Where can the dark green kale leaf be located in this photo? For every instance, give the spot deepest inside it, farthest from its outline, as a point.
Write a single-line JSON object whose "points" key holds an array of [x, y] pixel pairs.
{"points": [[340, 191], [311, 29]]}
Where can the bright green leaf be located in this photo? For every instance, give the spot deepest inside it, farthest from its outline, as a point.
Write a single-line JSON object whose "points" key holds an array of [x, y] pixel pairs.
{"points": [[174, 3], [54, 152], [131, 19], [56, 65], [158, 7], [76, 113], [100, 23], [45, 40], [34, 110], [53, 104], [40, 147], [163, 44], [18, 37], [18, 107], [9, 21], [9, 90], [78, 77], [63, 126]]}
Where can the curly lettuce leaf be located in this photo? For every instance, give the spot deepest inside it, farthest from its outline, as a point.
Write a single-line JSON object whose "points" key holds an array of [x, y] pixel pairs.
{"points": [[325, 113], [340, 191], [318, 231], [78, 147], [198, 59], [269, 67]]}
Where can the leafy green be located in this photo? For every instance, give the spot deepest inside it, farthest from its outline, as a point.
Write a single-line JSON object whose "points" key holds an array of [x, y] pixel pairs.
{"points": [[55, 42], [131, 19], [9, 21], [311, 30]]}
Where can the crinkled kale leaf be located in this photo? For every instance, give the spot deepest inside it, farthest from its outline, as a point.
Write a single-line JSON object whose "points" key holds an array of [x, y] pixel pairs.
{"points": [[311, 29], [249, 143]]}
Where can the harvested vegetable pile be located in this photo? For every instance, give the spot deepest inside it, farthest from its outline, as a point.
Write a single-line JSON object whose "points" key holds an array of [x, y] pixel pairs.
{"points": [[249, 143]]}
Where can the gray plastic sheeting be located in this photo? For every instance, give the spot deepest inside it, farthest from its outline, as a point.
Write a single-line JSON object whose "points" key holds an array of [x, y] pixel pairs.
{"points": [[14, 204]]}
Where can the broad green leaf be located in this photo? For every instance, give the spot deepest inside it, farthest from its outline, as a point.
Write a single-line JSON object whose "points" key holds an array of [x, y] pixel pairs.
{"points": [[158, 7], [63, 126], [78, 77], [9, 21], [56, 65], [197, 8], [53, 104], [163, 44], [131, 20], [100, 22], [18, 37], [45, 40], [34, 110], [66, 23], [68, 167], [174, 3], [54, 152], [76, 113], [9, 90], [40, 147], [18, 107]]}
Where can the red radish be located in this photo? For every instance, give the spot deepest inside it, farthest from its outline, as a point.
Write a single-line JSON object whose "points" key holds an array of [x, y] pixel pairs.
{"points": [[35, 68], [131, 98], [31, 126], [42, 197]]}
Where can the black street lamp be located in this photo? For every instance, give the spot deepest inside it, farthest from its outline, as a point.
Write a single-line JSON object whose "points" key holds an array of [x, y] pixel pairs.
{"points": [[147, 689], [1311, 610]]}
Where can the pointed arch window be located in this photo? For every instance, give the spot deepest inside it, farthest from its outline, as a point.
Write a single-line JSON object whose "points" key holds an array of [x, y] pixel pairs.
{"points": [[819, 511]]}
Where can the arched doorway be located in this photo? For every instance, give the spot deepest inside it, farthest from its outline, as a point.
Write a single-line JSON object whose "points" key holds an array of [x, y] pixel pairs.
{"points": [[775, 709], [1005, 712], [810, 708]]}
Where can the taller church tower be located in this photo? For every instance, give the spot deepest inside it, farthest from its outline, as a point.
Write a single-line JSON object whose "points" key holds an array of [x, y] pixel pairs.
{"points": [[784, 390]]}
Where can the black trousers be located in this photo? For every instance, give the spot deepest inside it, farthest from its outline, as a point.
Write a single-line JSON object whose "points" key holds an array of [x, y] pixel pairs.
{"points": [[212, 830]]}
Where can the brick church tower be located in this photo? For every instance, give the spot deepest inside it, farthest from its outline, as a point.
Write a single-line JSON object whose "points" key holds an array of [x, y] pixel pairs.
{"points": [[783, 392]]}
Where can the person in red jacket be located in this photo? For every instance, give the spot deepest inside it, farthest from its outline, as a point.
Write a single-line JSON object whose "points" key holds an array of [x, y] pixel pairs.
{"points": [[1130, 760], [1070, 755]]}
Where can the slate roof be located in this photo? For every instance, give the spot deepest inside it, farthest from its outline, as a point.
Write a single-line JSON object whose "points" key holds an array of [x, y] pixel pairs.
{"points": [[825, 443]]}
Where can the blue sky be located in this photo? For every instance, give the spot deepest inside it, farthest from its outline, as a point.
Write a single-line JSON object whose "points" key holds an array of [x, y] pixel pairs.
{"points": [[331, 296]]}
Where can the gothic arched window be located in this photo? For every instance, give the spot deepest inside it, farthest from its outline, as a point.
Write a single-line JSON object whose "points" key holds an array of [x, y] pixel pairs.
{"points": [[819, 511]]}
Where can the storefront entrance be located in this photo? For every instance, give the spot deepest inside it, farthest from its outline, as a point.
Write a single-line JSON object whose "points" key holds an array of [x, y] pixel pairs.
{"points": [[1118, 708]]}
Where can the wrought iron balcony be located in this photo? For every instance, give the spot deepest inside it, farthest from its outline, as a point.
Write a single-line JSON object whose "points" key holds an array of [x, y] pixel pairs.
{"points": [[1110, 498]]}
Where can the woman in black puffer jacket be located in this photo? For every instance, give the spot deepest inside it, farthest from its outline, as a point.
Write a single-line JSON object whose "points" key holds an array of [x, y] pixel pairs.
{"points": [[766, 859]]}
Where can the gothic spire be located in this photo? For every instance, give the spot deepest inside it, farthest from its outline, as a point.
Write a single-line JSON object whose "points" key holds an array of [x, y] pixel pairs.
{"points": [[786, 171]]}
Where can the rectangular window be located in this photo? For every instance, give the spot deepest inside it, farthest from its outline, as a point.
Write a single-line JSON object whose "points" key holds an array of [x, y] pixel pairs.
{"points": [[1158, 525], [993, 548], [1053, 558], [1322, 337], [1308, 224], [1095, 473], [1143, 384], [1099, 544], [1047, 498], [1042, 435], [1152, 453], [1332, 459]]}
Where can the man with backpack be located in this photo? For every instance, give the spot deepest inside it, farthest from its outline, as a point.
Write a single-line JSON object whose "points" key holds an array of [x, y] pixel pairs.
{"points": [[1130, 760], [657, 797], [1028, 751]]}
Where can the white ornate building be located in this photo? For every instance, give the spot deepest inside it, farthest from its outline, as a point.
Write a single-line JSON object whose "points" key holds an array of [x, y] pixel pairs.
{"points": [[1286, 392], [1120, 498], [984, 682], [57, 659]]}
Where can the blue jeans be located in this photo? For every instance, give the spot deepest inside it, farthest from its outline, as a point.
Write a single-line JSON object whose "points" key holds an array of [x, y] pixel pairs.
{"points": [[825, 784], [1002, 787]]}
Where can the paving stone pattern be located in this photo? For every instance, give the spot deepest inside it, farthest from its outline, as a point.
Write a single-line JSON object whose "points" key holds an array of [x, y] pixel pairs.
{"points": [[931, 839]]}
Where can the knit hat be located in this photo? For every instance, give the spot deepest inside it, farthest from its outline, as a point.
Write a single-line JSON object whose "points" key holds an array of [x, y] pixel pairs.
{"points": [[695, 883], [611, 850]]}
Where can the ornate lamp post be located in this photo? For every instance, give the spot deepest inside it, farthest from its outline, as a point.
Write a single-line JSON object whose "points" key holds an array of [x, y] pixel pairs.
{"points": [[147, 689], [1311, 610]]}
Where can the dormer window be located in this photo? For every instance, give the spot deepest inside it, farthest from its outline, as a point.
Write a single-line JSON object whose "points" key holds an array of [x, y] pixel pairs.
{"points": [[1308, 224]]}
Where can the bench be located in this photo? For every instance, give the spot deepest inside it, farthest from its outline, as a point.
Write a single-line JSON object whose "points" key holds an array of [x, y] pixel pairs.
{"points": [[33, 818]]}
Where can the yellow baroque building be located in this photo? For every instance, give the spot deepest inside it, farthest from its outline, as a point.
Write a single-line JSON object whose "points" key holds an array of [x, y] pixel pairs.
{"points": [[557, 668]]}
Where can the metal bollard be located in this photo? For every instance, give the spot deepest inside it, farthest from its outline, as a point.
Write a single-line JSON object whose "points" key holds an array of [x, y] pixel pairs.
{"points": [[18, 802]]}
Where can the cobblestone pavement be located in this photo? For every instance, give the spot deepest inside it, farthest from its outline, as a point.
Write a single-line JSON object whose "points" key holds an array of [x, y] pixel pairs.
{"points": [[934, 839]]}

______

== INSTRUCTIONS FOR THE TASK ==
Would you please return all lines from the listing above that contain "jacket"?

== THE COMPLETED TASK ==
Where can the person in red jacket be located in this photo? For every instance, give the spot deepest inside it, farthest from its outline, as a point.
Where can the woman in black puffer jacket be located in this photo? For every instance, give the spot deepest inside it, farthest from its outline, as a point.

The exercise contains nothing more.